#### Text section:
Posted by: robinsonwarner | July 26, 2008

Bar Folk and Volcanoes

 

As someone who has been going to bars illegally since I was eighteen years old I have become a keen observer of the behavior and types of people seen in these drinking establishments.   My expertise centers mostly on college bars so if anyone was interested in those trendy night clubs that serve $14 martinis, you’re not going to find any knowledge about that here. 

 

There are several different people you can expect to see in a college bar, both of age and under age.  These are the folk you might see:

 

  • Bar Sitters – This group of individuals usually takes massive amounts of pride in their ability to get to the bar early enough to monopolize bar space and making it much more difficult for others to acquire a beer.  This group of people can range anywhere from four to six people all yelling down the bar and making “hilarious” jokes.  Every once in a while someone will throw down enough money to buy obnoxiously disgusting shots such as The Three Wisemen, The Four Horsemen and of course, Satan’s O-Ring.  The bar sitters rarely get up except to relieve themselves.  They have their buddies save their spots at the bar and if it is taken when they get back, they’ll have the perpetrator taken to the back and beaten with hickory sticks.

 

  • Jukebox Junkies – These are the people who hang out around the jukebox or digital music selection thingy.  They believe that their music selection is far superior to that of the rest of the mortals at the bar.  They usually make awful faces when a rap/hip-hop song sneaks into the playlist under their watch.  These students are well versed in classic rock and fist pump while “Don’t Stop Believin’” comes on and play the air guitar for every note during the guitar solo in “Freebird”.

 

  • Dramatic Girls – This is a group of at least three girls with at least one of their members in tears.  This could because they forgot to TiVo “The Hills”, one of their family members has been kidnapped by pirates, or because that cute boy from their writing seminar is making out with Stacy.  This group will spend copious amounts of time tending to their friend and calling over guy friends to offer their support.  The guys have to pretend to care so they stand a chance of making out with one of these girls later.  This is not to be confused with…

 

  • Dramatic Guys – These are the guys who are convinced that they need to get into a fight and to not do so would be a failure.  They spend a majority of time hallucinating that the “asshole in the visor” is giving them a weird look.  This can of course only mean two things:  The visor guy is a homosexual or he really does have a problem with The Dramatic Guy.  However, in The Dramatic Guy’s defense, if the guy he wants to fight is indeed wearing a visor, he almost always deserves to have his ass kicked.

#### Records:
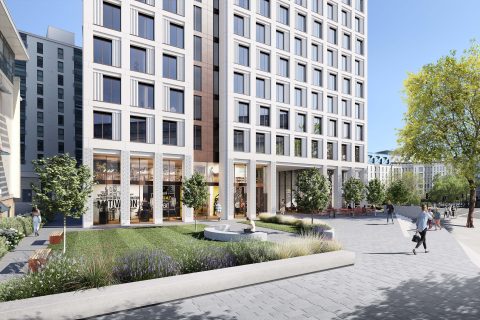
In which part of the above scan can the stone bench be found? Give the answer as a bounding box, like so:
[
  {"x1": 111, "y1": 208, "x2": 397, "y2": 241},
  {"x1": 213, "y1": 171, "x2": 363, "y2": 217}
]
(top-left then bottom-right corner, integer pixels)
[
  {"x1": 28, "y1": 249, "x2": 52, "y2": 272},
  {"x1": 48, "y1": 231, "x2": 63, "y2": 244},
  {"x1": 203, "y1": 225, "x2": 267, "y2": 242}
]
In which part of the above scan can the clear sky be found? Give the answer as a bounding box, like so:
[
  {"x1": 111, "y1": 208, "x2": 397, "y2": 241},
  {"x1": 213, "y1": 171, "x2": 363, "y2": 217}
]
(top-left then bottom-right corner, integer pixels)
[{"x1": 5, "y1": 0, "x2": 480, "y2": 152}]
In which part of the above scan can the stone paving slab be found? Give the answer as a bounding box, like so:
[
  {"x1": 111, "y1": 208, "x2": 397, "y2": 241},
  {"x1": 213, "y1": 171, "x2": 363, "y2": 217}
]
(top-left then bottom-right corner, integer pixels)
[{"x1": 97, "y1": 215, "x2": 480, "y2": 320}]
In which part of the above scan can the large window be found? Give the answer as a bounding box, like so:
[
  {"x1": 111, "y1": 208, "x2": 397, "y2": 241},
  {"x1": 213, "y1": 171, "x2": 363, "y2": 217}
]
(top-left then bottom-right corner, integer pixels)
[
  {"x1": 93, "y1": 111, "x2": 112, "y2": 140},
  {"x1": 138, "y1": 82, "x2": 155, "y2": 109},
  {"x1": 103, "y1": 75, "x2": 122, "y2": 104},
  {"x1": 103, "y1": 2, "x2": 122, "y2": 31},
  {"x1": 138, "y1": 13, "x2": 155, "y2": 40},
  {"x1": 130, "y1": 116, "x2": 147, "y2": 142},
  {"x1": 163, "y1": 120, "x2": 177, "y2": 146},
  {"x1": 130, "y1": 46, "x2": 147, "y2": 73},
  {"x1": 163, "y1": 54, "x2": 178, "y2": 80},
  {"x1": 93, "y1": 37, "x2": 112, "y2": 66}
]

#### Exercise directions:
Write out, word for word, the stretch of the bar folk post that starts at the words "As someone who" and stops after "about that here.".

#### Response:
As someone who has been going to bars illegally since I was eighteen years old I have become a keen observer of the behavior and types of people seen in these drinking establishments.   My expertise centers mostly on college bars so if anyone was interested in those trendy night clubs that serve $14 martinis, you’re not going to find any knowledge about that here.